Output each of the entries exactly, skipping every picture they contain.
MATERIAL SHOWN section start
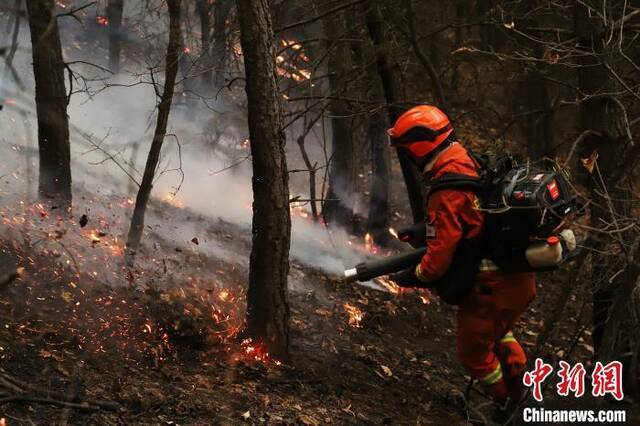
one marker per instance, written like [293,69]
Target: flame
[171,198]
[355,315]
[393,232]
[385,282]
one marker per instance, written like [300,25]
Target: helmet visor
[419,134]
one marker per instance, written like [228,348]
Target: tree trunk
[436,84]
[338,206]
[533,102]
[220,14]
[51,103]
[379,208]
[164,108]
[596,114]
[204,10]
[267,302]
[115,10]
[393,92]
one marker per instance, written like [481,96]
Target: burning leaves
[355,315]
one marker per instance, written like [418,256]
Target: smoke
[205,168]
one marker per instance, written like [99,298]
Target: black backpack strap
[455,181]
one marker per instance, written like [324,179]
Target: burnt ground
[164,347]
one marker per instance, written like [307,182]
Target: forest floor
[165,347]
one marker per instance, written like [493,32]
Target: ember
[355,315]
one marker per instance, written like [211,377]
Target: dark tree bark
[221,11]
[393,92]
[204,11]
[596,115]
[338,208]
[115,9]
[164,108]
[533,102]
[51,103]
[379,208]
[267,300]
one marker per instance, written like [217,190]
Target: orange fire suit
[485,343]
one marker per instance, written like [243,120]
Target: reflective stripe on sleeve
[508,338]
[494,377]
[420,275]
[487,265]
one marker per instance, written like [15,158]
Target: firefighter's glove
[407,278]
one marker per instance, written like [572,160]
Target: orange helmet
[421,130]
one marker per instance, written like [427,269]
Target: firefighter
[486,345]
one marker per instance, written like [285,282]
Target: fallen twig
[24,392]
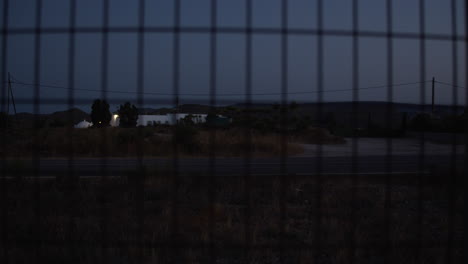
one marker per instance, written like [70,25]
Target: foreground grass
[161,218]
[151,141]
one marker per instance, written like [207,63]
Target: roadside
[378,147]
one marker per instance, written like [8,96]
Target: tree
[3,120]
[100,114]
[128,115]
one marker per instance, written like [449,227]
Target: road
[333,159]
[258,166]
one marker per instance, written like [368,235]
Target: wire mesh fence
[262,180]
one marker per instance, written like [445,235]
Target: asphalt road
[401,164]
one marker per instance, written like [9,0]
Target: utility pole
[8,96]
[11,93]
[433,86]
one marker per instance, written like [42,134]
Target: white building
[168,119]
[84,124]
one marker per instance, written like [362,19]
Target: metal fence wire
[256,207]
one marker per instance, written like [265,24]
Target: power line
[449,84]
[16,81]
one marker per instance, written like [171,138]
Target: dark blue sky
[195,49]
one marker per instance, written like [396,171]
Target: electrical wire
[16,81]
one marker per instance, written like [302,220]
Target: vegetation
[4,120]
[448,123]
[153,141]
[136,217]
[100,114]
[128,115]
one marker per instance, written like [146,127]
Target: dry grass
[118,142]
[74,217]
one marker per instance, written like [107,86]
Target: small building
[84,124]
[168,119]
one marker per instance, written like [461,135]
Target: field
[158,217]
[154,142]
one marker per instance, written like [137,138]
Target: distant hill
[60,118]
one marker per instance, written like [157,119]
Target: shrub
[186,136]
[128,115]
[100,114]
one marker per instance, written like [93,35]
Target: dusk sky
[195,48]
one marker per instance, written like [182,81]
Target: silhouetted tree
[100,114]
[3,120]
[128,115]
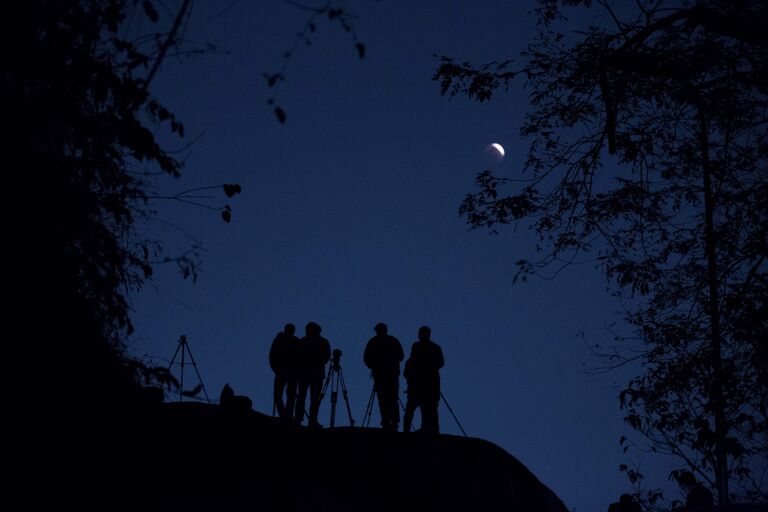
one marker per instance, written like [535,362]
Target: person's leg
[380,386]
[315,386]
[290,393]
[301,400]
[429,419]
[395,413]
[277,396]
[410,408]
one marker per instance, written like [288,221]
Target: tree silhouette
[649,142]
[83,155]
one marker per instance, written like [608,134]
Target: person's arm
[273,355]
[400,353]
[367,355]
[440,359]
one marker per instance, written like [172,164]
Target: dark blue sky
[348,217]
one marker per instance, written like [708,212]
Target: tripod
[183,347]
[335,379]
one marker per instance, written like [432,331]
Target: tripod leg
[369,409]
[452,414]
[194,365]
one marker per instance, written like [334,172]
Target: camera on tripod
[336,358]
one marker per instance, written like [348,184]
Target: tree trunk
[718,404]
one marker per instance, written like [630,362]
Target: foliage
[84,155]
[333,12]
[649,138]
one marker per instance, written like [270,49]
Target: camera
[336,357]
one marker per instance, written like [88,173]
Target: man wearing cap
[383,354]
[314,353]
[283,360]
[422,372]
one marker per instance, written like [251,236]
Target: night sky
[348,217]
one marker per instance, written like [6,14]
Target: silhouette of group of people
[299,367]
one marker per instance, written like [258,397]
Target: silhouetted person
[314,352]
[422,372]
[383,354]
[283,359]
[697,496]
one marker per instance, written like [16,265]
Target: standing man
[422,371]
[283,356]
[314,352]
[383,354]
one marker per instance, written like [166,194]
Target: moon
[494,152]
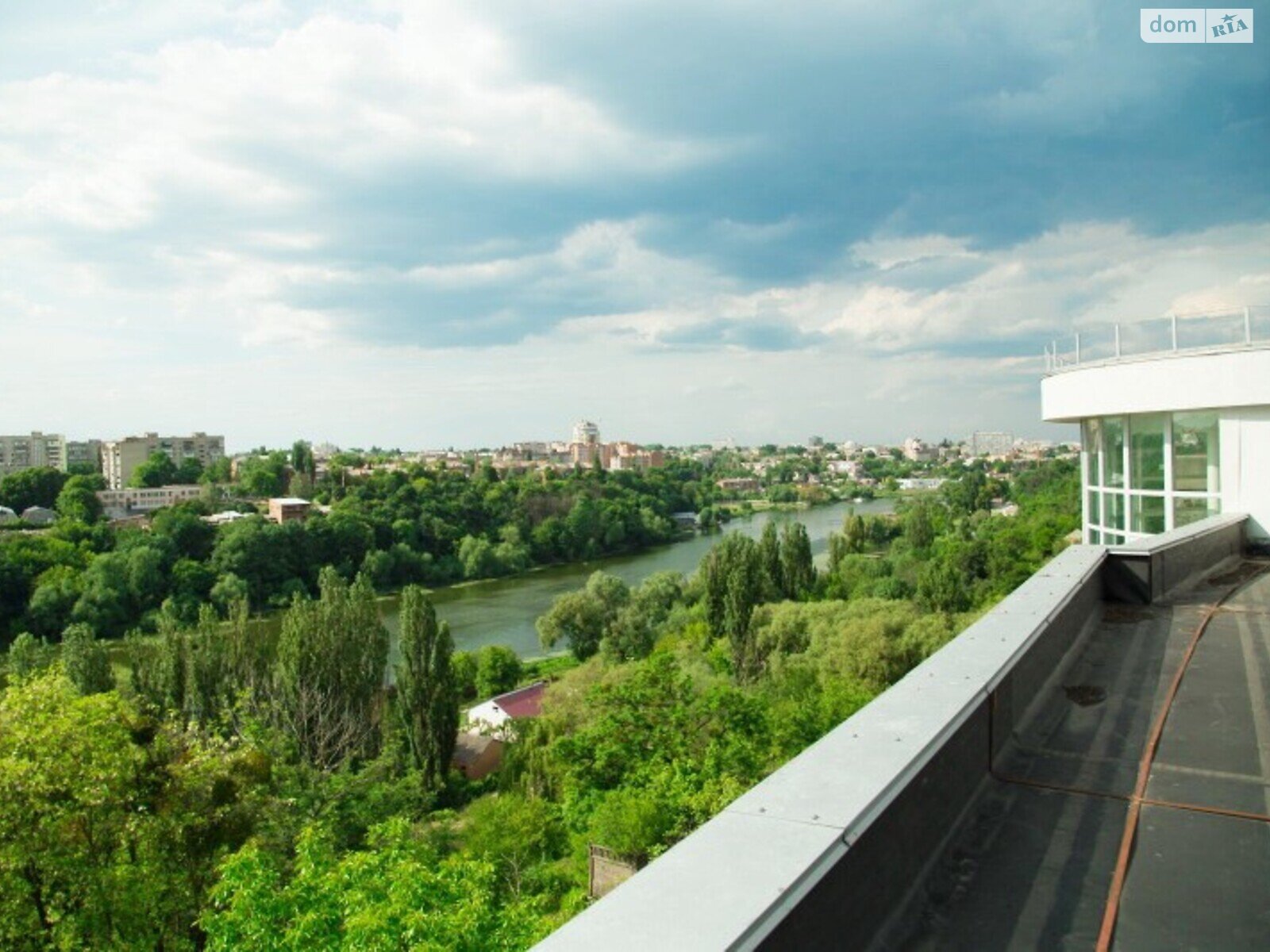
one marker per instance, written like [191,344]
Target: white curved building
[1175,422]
MATERIAL SHOWN section end
COMPLETED TASK ▸
one marker per instance, written like [293,69]
Target: flame
[171,198]
[355,315]
[393,232]
[385,282]
one marker per instance, written like [300,25]
Target: helmet visor
[419,134]
one marker per instance, written like [228,348]
Target: tree trunk
[436,84]
[338,206]
[533,102]
[220,14]
[51,103]
[379,208]
[164,108]
[596,114]
[204,10]
[267,302]
[115,10]
[393,92]
one marker per instance, written like [481,96]
Target: burning leaves
[355,315]
one marker per instance, written like [418,256]
Target: smoke
[205,168]
one marker per instance, written like [99,298]
Target: black backpack strap
[455,181]
one marker per instance, written like [324,179]
Target: burnt ground
[164,347]
one marker per instance, written like [307,182]
Target: forest floor
[165,347]
one marker per instance, written like [493,32]
Target: ember
[355,315]
one marker per instance, written like [211,377]
Target: dark tree bark
[221,11]
[393,92]
[204,11]
[596,115]
[338,208]
[115,9]
[164,108]
[533,102]
[51,103]
[379,208]
[267,300]
one marker per instance, written like [217,190]
Target: orange fire suit
[485,343]
one marker per instance, written like [243,120]
Target: reflective stripe on sleeve
[508,338]
[494,377]
[420,275]
[487,265]
one marker per instance, written like [15,158]
Target: firefighter's glove
[407,278]
one marker per instance, written like [572,160]
Target: orange helmet
[421,130]
one marker per instance, written like [427,269]
Target: firefighter
[486,345]
one marker per instance, written like [285,282]
Target: fallen twig
[24,392]
one marker per instance, written like [70,25]
Target: foreground grass
[161,218]
[151,141]
one marker per instance, written like [207,63]
Target: roadside
[378,147]
one marker per instance, written like [8,96]
Target: tree
[3,120]
[100,114]
[128,115]
one marker per instance, written like [449,227]
Target: road
[333,159]
[258,166]
one marker per instance, written like [368,235]
Target: wire mesh fence
[262,180]
one marker per instance, written like [445,235]
Target: asphalt road
[401,164]
one marker per instance, written like [9,0]
Target: utility pole
[8,96]
[11,93]
[433,86]
one marker per instance, written like [42,134]
Target: white building
[168,119]
[84,124]
one marker per instance, written like [362,19]
Target: metal fence wire
[256,207]
one marker per instance, written like [265,24]
Target: power line
[449,84]
[16,81]
one marker per instance, written like [171,138]
Target: dark blue sky
[195,49]
one marker per instance, written like [396,171]
Target: electrical wire
[16,81]
one marker per instance, written like [302,220]
Target: vegetation
[4,120]
[448,123]
[153,141]
[136,217]
[100,114]
[128,115]
one marker per instance, written like [146,127]
Target: dry grass
[118,142]
[74,217]
one marker per instance, written like [107,86]
Target: small building
[84,124]
[168,119]
one marker per instance, written like [461,135]
Target: field
[158,217]
[154,142]
one marker per instance, written like [137,138]
Target: distant hill
[60,118]
one marker per instance, written like [157,119]
Target: shrub
[186,136]
[128,115]
[100,114]
one marker per instance, written like [93,35]
Target: dusk sky
[195,48]
one marker per instance, written like [182,81]
Target: silhouetted tree
[100,114]
[3,120]
[128,115]
one marker per instance, written like [535,362]
Target: person's leg
[380,386]
[315,386]
[290,393]
[301,400]
[429,419]
[395,413]
[277,396]
[410,408]
one marker per instance, written like [288,221]
Target: tree silhouette
[649,142]
[83,155]
one marker per instance, written like [608,134]
Target: person's arm
[273,355]
[400,353]
[367,355]
[440,359]
one marker per instance, written like [172,164]
Target: dark blue sky
[348,217]
one marker per instance, written like [708,212]
Target: tripod
[183,347]
[335,379]
one marker per instance, written like [432,331]
Target: tripod leg
[369,409]
[452,414]
[194,365]
one marker per instance, written like [334,172]
Target: camera on tripod
[336,358]
one marker per instance, written like [348,184]
Target: tree trunk
[718,404]
one marker per instance, written like [630,362]
Target: foliage
[84,155]
[333,12]
[649,138]
one marker per instance, written like [270,49]
Target: camera
[336,357]
one marker per instance, written like [88,173]
Target: man wearing cap
[383,354]
[314,353]
[283,360]
[422,372]
one marker per instance, written like [251,236]
Target: night sky
[348,217]
one marker per instance, written like [6,14]
Target: silhouette of group of people
[299,367]
one marker per instance, written like [258,397]
Target: silhouetted person
[314,352]
[422,372]
[383,354]
[283,359]
[697,496]
one marker per instance, written like [16,265]
Target: standing man
[422,371]
[283,356]
[314,352]
[383,354]
one marker per instance, written like [166,194]
Target: moon
[494,152]
one marker per instance, written like [191,344]
Target: white curved building
[1175,422]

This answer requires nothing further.